GOAL OF THE EXERCISE | Write out the records word for word.

*** DATA RECORDS Section Begins ***

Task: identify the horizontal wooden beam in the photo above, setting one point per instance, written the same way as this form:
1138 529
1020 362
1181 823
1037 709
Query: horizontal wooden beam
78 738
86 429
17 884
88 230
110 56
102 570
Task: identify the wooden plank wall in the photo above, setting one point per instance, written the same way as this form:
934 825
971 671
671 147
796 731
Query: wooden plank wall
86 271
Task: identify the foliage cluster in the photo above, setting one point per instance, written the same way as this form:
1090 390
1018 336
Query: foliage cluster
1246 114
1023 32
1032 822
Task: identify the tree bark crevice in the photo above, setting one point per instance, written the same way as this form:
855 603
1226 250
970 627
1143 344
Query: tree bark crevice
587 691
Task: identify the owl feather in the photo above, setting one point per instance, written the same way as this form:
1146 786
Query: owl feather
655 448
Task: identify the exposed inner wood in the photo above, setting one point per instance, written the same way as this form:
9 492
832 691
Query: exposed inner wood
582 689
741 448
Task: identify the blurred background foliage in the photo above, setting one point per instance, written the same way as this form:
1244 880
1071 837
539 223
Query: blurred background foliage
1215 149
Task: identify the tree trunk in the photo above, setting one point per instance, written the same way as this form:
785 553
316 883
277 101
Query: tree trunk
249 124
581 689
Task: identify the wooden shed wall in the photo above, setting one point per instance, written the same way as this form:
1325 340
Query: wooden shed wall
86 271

*** DATA RECORDS Section Ends ***

RESPONSE TO THIS TASK |
Task: identify the horizontal wooden beam in the photo above, setting one point per instance, written the same way as this form:
1138 529
1020 362
1181 823
1037 709
Query: horizontal wooden beam
78 738
86 429
17 884
88 230
110 56
102 570
Task: identify the wooden plank wall in the photo above, setting one point per instance, written the same way as this form:
934 825
971 671
671 147
796 731
Query: wooden plank wall
86 271
Task: identify the foliage cluster in the photo above, setting one point per instance, written the same way as this form:
1090 390
1018 336
Query: foliage cluster
1246 114
1023 32
1032 822
Task: identify the tree bark crevice in the photo above, setting one point per instance, written the same way as this form:
855 603
1226 250
970 627
1143 344
Query: tree bark crevice
587 691
Task: identify the owl feather in the photo above, setting one point per instance, written the same way as this form:
1146 786
Query: owl feather
655 448
Task: identify the exposed inner wood in the photo above, setting one point per instance, written the same way as this form:
9 492
832 691
Query: exposed inner wood
582 689
741 448
Task: identify the blurred background foliage in the photo above, setting one point per instance, written the same way as this form:
1244 880
1071 837
539 223
Query: blurred background foliage
1215 149
Task: identify the tree trunk in the photo above, setting one point per instance, written the same way as this form:
785 553
316 883
277 101
Query: tree trunk
249 124
581 689
Task: identify the wooden shed wall in the photo above, setting one point per instance, written the same way as this form:
1325 340
Query: wooden shed wall
86 271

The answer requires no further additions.